Things to do:
1. Decide whether each statement agrees with the patent text on aircraft power unit cooling below, answering yes or no and quoting the words that settle it: (a) the gap between adjacent fins is between 1 and 5 times the fin thickness, inclusive; (b) the electrical power unit housing is attached to an inner surface of the fan housing; (c) the generator is power rated to at most 150 kVa.
2. In the patent text on aircraft power unit cooling below, what range does claim 1 give for the ratio of fin height to fin width?

Document extract:
--- START ---

Aircraft power electronic unit and method of cooling

Abstract

An electrical power unit cooling system including at least one cooling fin configured to be thermally connected to a bus housing of the electrical power unit, the bus housing being configured to be attached to a surface of an aircraft fan housing such that the at least one cooling fin protrudes through the fan housing in order to be cooled by air flow within the fan housing.

Claims

1. An electrical power unit cooling system comprising: a plurality of cooling fins thermally connected and coupled to a housing of the electrical power unit, the electrical power unit housing attached to an outer surface of an aircraft fan housing such that each of the cooling fins pierces through and protrudes into an internal portion of the fan housing in order to be cooled by air flow within the fan housing, and wherein the fins of the series of fins are circumferentially spaced apart based on a thickness of the fins, wherein a gap between each adjacent fin of the series of fins is between 1 and 5 times the thickness of the fins, inclusive and a ratio of the height of the fins to the width of the fins is between 10 and 40, inclusive.

2. The system of claim 1, wherein a base plate secures the electrical power unit housing to the outer surface of the aircraft fan housing.

3. The system of claim 1, wherein the air flow includes fan generated bypass flow.

4. The system of claim 3, wherein the electrical power unit housing is sealed from the bypass flow.

5. The system of claim 1, wherein the electrical power unit is electrically connected to a DC bus located within an avionics bay of the aircraft.

6. The system of claim 1, wherein the electrical power unit is electrically connected to a generator located within the nacelle of the aircraft.

7. The system of claim 6, including a second electrical power unit electrically connected to a second generator.

8. The system of claim 6, wherein the generator is a starter generator.

9. The system of claim 6, wherein the generator is power rated to at least 150 kVa.

--- END ---

Data supplied:

--- START ---

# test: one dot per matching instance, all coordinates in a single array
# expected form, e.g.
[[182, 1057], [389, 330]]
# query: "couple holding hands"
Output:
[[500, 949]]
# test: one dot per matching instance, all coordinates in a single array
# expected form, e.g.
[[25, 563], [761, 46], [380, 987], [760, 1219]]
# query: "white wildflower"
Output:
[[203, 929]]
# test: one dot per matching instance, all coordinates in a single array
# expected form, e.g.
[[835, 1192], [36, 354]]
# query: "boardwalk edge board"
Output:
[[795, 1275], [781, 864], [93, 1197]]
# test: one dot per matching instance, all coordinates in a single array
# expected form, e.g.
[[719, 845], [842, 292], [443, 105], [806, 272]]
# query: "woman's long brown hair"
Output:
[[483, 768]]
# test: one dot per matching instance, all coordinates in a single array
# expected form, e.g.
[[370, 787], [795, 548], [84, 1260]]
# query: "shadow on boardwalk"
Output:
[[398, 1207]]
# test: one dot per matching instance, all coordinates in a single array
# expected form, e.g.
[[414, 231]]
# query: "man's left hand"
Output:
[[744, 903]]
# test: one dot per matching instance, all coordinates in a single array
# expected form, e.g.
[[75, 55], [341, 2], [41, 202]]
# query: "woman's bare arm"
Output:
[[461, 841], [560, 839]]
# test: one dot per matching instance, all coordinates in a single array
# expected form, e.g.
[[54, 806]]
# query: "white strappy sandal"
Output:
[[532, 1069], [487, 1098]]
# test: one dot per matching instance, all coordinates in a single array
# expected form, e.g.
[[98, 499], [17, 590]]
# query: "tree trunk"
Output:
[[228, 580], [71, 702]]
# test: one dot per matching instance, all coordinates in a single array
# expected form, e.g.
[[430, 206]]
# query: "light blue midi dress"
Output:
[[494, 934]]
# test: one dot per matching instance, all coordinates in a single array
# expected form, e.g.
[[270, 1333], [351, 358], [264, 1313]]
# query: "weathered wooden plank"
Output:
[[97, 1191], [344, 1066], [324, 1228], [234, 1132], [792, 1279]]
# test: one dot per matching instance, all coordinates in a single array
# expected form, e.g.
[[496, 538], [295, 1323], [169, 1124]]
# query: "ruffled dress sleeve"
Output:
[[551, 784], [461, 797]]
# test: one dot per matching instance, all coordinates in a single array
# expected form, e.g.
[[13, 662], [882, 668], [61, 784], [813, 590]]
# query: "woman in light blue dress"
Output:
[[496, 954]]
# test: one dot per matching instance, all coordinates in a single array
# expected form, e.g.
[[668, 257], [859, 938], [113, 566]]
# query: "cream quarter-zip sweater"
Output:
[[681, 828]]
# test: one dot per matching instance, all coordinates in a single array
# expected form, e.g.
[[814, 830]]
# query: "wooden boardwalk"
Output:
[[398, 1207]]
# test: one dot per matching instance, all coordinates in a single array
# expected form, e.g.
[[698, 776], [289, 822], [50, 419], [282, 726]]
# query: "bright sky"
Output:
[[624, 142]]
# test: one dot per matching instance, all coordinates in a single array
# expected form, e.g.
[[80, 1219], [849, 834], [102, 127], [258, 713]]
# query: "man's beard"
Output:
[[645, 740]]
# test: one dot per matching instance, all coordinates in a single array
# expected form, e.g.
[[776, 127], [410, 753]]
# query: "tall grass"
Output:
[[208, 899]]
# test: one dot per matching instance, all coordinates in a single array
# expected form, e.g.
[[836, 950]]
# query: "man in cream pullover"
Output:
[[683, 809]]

--- END ---

Answer list:
1.
(a) Yes: "a gap between each adjacent fin of the series of fins is between 1 and 5 times the thickness of the fins, inclusive"
(b) No: "the electrical power unit housing attached to an outer surface of an aircraft fan housing"
(c) No: "the generator is power rated to at least 150 kVa"

2. Between 10 and 40, inclusive.